* [Aim of the task]:
List, in order, each physical step McClure carried out on the parachute in the passage about his flight preparations.

McClure did not know if the balloon had already been laid out for inflation. The balloons were so fragile they couldn't be repacked once they were unrolled. If they opened the capsule and had an Air Force Rigger repack the parachute, it would delay the flight for several hours by which time the winds would have picked up like the day before. Rather than risk aborting the mission by reporting the open parachute, he remained silent and repacked it inside the capsule.
It was difficult, tedious work in the three-foot diameter capsule, but McClure finally closed the parachute container. Pausing to examine his handiwork, he discovered he had inserted the pins backwards. Before repacking the canopy, he'd vowed that he'd only make the flight if it were properly packed. McClure pulled the ripcord and repeated the task. This time he secured the container properly. The process had been very taxing and he was perspiring heavily.
Normal flight preparations included placing a cap of dry ice on top of the capsule before launch to keep the pilot cool. On this day, someone forgot to bring the dry ice. During the previous day's launch attempt, McClure reported feeling cold, so the feeling was it probably wasn't necessary so preparations continued. Without the added cooling of the dry ice, he continued to perspire.

* [Supplied records]:
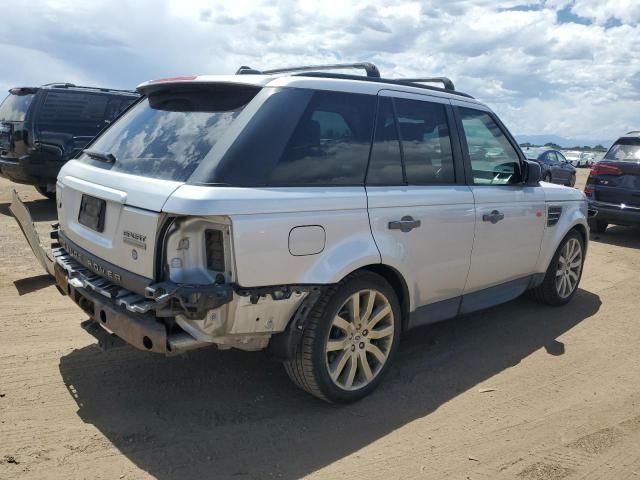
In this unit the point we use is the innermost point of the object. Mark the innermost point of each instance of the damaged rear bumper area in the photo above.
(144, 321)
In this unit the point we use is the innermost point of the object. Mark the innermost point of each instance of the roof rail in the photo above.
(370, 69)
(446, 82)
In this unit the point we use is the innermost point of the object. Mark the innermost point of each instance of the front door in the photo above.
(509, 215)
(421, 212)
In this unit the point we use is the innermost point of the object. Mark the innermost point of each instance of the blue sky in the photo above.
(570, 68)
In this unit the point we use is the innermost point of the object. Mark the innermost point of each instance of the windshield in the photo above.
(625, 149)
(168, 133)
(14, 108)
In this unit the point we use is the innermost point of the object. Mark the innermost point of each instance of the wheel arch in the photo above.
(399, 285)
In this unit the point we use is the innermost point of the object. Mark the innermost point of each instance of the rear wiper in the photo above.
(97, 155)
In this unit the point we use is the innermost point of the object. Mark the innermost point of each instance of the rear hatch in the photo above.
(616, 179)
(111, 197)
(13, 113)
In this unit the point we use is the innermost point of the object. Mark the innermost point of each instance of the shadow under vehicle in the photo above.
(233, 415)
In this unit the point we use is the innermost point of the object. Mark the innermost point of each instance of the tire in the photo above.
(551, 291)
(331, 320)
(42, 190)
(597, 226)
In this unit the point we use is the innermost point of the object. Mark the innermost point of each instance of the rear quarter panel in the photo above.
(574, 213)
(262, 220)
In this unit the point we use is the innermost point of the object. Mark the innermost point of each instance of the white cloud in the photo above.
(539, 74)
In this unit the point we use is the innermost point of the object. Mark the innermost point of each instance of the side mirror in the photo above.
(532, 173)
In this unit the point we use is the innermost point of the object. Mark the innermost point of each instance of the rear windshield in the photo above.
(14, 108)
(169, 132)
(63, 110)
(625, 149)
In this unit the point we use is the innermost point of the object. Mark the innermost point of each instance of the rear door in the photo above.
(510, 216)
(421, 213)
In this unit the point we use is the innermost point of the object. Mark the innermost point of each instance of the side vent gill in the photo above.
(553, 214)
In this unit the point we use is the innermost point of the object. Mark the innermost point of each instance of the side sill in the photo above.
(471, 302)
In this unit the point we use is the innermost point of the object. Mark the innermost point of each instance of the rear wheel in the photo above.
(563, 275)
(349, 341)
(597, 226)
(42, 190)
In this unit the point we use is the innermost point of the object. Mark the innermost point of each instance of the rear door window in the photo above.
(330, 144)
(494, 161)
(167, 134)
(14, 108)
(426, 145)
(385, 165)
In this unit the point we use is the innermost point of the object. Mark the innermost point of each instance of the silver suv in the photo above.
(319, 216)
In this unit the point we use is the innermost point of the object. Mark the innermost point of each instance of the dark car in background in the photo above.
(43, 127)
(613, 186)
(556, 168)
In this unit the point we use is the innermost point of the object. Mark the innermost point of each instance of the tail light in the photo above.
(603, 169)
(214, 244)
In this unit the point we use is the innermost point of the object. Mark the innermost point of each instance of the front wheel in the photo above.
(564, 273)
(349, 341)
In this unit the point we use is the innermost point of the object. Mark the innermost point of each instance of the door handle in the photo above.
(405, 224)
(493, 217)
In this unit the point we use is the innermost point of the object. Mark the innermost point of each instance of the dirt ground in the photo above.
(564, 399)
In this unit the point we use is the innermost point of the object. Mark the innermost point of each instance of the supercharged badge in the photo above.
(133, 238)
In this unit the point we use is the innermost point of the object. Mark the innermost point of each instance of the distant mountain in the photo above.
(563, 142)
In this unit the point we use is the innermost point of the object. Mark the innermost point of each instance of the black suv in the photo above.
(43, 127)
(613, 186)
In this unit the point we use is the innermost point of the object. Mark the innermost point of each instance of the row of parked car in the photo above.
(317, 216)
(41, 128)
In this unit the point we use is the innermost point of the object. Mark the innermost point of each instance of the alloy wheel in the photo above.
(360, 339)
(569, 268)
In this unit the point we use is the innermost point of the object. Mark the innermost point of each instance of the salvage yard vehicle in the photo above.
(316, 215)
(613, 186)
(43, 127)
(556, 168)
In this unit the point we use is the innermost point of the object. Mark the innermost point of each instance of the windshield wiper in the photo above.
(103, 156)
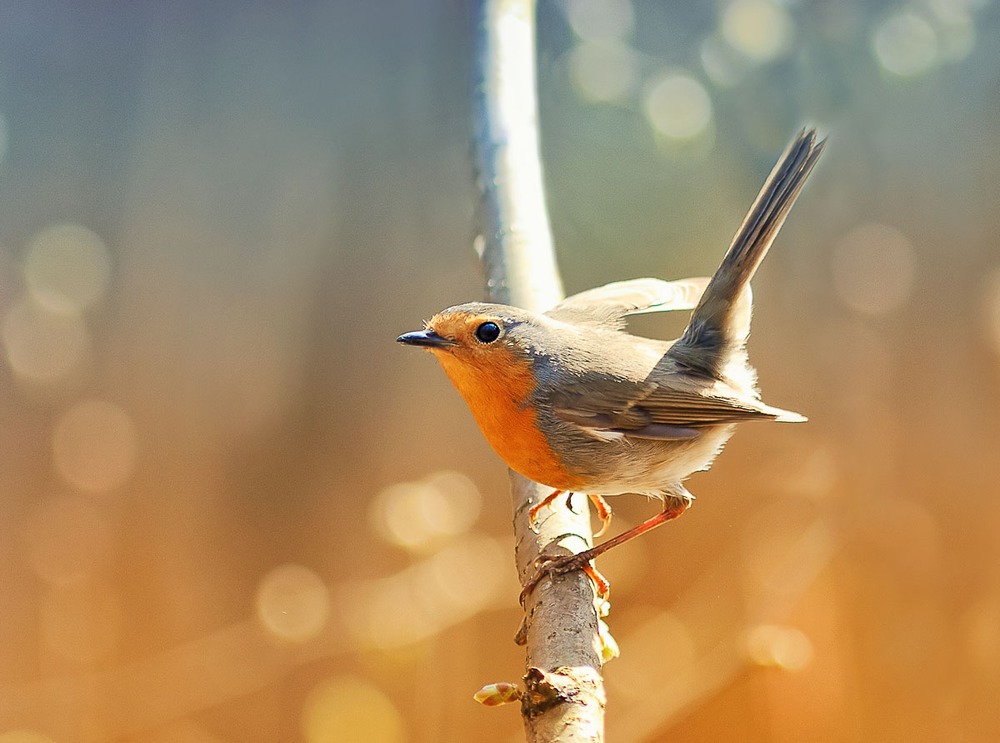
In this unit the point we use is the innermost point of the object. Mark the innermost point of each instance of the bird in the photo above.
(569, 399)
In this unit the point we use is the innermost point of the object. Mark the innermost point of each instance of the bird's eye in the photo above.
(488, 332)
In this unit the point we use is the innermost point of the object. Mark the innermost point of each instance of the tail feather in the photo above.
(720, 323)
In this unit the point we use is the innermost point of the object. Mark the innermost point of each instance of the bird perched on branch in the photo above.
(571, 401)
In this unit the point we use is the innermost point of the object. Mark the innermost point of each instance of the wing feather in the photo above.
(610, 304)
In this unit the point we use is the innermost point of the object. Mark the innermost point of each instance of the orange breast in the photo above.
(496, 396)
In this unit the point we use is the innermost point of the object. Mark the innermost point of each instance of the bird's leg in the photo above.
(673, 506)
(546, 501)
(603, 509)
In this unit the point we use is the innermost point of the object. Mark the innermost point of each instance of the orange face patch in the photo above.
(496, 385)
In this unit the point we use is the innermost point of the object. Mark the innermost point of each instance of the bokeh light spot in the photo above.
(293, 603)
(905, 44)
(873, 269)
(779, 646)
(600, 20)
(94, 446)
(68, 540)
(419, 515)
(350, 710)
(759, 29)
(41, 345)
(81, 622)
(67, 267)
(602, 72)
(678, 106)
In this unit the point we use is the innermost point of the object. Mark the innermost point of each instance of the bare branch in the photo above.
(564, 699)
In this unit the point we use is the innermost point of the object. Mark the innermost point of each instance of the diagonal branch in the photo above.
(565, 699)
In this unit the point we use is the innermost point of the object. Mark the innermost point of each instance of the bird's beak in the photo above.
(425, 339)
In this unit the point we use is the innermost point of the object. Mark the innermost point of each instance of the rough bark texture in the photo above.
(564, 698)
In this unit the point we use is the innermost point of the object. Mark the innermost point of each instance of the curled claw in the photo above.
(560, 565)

* [Response to this task]:
1. Repacked the parachute inside the capsule
2. Closed the parachute container
3. Paused to examine his handiwork
4. Pulled the ripcord
5. Repeated the task and secured the container properly